━━━━━ Material provided ━━━━━

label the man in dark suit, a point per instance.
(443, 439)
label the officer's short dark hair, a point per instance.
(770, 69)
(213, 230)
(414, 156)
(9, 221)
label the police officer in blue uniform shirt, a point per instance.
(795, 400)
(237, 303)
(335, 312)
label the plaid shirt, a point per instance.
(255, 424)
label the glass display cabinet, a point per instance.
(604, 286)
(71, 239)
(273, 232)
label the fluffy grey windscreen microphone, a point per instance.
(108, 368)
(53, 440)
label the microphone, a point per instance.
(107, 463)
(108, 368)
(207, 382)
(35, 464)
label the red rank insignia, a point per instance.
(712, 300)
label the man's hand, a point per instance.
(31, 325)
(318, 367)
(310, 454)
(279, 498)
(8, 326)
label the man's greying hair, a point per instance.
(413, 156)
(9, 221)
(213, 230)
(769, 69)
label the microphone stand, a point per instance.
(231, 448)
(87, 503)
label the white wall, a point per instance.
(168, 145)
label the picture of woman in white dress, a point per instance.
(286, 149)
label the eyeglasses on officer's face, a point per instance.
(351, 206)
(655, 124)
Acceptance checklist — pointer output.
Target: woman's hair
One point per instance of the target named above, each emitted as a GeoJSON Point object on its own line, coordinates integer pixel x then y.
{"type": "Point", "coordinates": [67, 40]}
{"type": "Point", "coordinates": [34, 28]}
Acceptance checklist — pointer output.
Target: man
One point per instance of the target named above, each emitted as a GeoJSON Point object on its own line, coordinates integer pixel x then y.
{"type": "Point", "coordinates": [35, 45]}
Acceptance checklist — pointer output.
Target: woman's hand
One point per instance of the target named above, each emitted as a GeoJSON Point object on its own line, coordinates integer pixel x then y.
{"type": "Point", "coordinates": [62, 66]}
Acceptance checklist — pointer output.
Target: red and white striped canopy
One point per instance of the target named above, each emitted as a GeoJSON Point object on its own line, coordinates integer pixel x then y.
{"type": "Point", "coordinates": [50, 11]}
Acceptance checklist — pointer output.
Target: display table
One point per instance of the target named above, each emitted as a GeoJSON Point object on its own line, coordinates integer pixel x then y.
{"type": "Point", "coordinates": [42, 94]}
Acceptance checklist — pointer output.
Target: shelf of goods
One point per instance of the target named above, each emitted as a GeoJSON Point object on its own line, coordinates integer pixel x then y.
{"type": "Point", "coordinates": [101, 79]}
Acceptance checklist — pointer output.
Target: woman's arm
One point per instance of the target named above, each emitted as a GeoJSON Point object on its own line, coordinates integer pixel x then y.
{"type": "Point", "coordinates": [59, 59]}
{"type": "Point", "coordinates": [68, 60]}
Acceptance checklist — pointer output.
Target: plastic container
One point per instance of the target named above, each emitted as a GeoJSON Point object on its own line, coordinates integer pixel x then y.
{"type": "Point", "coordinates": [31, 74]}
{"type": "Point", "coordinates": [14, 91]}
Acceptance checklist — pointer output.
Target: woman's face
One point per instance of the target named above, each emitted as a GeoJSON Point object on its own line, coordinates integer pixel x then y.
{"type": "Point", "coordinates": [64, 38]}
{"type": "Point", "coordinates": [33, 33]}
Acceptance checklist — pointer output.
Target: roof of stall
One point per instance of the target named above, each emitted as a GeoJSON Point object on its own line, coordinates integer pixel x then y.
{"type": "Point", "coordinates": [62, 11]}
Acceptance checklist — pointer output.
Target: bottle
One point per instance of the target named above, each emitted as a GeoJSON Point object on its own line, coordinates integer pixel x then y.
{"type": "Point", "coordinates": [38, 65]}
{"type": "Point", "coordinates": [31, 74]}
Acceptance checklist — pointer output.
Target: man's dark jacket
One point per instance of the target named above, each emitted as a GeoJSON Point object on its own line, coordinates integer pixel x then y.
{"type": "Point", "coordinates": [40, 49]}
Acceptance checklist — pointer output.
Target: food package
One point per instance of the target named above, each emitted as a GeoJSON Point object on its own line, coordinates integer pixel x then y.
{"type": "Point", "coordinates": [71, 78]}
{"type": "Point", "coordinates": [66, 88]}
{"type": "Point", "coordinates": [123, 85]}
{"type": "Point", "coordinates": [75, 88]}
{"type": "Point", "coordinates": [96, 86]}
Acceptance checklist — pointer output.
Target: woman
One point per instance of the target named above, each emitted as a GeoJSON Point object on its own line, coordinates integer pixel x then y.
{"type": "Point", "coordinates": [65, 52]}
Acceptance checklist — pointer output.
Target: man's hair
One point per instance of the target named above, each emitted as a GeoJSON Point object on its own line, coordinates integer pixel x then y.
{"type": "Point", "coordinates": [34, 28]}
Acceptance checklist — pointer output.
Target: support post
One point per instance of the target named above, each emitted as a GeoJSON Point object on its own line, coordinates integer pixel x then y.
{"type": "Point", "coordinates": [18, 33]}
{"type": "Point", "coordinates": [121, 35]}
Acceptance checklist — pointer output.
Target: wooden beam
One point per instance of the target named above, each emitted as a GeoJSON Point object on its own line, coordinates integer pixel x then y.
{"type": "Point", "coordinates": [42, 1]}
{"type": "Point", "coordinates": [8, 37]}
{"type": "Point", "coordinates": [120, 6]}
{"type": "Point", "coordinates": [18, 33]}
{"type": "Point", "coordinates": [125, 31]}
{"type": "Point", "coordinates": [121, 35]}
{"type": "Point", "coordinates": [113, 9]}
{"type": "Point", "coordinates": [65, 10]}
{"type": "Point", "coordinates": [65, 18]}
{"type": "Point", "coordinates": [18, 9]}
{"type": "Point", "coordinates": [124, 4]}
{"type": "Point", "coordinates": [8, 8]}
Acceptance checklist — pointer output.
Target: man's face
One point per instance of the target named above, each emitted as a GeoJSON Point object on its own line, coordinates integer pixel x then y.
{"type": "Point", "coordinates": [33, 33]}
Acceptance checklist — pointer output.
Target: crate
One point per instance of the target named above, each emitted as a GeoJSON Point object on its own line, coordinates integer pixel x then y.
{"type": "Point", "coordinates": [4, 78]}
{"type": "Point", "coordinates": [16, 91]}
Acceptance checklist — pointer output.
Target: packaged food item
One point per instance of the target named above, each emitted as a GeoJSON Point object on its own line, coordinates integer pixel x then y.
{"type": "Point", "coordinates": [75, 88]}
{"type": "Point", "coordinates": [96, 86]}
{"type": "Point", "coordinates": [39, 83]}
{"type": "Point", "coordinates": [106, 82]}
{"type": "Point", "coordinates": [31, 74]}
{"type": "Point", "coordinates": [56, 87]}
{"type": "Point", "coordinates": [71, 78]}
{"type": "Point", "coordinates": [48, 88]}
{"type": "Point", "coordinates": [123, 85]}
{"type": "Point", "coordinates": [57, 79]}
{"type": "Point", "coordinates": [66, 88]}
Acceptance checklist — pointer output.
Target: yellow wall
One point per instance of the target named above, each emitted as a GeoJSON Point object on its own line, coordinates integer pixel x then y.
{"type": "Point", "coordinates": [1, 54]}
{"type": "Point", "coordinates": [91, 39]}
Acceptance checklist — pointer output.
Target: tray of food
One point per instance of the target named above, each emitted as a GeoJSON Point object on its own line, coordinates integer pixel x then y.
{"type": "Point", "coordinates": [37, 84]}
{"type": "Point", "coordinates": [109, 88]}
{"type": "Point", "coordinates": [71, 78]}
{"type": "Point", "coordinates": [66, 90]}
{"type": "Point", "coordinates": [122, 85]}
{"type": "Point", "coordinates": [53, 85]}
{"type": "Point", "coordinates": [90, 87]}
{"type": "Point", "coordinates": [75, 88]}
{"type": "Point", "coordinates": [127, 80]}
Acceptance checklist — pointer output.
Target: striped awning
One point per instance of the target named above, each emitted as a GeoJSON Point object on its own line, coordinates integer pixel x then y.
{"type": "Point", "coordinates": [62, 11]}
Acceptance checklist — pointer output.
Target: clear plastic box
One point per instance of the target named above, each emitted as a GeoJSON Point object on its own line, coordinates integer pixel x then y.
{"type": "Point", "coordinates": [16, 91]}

━━━━━

* _Activity_
Show every line of the entries above where the word "plastic" occurs.

* _Task answer_
Target: plastic container
Target: clear plastic box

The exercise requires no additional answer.